## Your task
Of all the lines below, output only those starting at the one with "Indicate the woman in" and ending at the one with "Indicate the flying", both ends included, exactly as written.

## Material provided
>>
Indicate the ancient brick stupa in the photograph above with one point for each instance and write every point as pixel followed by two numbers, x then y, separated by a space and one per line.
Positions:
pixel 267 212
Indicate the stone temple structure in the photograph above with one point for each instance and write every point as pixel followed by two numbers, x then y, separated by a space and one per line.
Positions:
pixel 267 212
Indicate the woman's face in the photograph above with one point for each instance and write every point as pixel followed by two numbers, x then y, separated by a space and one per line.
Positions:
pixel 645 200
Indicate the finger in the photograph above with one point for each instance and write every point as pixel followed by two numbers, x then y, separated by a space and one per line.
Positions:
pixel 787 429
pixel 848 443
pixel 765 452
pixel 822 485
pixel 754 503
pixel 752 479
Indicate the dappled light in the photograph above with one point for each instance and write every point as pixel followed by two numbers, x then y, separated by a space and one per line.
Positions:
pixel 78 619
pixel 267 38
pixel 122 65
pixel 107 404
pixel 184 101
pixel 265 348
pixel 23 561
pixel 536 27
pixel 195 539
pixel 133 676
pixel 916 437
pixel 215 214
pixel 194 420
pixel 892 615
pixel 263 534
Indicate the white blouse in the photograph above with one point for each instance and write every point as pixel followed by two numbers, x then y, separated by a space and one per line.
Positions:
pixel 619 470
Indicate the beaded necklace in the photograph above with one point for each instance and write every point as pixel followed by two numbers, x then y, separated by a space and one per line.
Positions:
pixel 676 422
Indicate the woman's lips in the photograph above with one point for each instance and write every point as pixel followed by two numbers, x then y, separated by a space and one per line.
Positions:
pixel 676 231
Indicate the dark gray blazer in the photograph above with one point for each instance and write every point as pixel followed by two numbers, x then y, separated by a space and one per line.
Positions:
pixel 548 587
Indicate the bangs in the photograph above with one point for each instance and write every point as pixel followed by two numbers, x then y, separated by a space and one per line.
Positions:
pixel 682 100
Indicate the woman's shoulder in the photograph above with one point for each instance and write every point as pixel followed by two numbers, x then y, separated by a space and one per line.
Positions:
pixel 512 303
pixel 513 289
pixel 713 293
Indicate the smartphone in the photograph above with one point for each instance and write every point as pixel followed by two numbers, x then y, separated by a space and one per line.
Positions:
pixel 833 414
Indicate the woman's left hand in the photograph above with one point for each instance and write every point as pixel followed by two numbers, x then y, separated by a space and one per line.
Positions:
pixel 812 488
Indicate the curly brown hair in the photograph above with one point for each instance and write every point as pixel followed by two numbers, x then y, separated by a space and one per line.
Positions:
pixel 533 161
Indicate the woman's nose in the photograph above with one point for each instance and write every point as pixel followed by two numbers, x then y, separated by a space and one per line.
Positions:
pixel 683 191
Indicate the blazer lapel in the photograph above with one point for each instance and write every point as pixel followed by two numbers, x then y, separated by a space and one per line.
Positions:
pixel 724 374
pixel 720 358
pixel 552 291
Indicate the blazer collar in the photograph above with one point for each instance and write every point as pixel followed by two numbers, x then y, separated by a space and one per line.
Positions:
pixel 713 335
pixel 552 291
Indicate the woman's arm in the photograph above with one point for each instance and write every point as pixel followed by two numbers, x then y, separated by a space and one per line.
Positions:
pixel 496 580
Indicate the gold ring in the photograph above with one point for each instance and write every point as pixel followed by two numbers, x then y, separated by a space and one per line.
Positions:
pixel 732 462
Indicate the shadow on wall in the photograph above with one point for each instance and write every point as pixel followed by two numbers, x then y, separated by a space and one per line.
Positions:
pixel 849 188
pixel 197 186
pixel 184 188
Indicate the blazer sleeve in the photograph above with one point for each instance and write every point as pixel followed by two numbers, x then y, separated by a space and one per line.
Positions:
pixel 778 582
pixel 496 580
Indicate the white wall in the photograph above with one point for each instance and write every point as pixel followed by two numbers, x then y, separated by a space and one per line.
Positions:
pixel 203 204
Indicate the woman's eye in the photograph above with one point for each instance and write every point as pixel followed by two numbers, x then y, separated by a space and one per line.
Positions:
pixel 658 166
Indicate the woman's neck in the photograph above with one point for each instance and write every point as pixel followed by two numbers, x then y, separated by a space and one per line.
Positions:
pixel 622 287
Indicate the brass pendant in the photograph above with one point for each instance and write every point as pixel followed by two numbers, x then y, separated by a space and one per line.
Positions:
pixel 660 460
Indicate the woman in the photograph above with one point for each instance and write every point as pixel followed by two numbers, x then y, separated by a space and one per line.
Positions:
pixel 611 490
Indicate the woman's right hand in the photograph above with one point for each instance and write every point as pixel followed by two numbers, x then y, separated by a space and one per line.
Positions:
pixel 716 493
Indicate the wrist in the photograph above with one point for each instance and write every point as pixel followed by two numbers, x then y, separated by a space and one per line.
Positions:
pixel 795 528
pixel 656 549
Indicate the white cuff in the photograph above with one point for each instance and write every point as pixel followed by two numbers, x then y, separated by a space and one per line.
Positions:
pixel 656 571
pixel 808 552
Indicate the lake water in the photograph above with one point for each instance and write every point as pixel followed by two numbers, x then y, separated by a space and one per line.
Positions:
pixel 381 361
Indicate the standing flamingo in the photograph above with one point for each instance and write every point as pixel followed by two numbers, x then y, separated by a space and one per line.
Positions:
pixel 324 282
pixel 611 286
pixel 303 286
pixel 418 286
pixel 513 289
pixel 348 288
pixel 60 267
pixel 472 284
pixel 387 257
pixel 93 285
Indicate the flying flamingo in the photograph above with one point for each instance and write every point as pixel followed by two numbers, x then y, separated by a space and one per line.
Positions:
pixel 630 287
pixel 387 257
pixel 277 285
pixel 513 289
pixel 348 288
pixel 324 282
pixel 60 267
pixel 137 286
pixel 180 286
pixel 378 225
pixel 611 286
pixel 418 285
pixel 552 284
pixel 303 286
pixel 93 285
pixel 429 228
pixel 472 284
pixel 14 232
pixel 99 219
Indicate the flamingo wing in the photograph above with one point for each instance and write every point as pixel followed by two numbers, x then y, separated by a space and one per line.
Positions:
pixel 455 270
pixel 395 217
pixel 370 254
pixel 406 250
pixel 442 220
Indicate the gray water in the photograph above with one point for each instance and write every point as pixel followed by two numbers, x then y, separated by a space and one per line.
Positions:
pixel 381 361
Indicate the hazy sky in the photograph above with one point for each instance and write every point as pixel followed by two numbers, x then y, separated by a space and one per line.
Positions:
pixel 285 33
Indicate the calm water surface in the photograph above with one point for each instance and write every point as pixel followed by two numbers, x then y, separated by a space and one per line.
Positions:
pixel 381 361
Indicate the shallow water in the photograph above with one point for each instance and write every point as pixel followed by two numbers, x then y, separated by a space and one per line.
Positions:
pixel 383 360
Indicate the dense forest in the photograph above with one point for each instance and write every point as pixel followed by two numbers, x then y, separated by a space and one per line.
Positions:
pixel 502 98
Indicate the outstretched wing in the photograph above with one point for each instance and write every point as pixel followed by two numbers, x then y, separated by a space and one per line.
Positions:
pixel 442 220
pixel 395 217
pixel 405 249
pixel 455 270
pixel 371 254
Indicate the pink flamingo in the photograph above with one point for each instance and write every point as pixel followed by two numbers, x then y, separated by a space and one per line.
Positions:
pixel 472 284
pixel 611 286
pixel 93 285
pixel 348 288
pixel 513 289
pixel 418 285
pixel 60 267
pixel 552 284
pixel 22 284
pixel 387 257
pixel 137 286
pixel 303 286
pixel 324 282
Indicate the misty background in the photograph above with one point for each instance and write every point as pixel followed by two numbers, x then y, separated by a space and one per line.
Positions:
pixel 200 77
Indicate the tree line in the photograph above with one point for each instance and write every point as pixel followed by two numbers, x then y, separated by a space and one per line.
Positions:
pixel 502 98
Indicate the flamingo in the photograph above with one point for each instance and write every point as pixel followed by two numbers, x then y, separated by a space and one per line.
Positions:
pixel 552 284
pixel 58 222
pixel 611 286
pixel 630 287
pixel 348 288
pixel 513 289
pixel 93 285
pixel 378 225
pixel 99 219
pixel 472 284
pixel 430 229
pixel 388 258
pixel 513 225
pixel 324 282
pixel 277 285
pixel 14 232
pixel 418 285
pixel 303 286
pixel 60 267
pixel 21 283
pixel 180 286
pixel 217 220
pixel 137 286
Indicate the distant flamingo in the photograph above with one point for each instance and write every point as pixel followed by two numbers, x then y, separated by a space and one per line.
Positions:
<<
## Solution below
Indicate the woman in the photograph above with one point for each instance and write every point as pixel followed by two numbers, x then y, separated by a space and one per line.
Positions:
pixel 611 490
Indicate the woman's right hand in the photograph above with one point for each instance and write every point as pixel followed by two numbers, x then y, separated by a space and one per line.
Positions:
pixel 716 493
Indicate the wrist in the photograph above with one point for each instance and write every point as pixel followed by two numbers, x then y, separated by a space and one per line.
Positions:
pixel 795 528
pixel 656 549
Indicate the white cuff in the photograph above with one point for each instance and write every point as pixel followed by two numbers, x then y, separated by a space and one per line.
Positions:
pixel 656 571
pixel 808 552
Indicate the lake water in the photograph above with one point for each instance and write every point as pixel followed by two numbers, x then y, separated by a space and one per line.
Positions:
pixel 381 361
Indicate the standing flamingo in the photograph above with one point for each instance and write every point as pixel followed by two numbers, x then y, separated by a space and one per line.
Positions:
pixel 324 282
pixel 611 286
pixel 303 286
pixel 418 286
pixel 513 289
pixel 348 288
pixel 60 267
pixel 472 284
pixel 387 257
pixel 93 285
Indicate the flying flamingo in the photograph above with one point for each instance and write every point as pixel followed by two numbers, x then y, separated by a space and one per line.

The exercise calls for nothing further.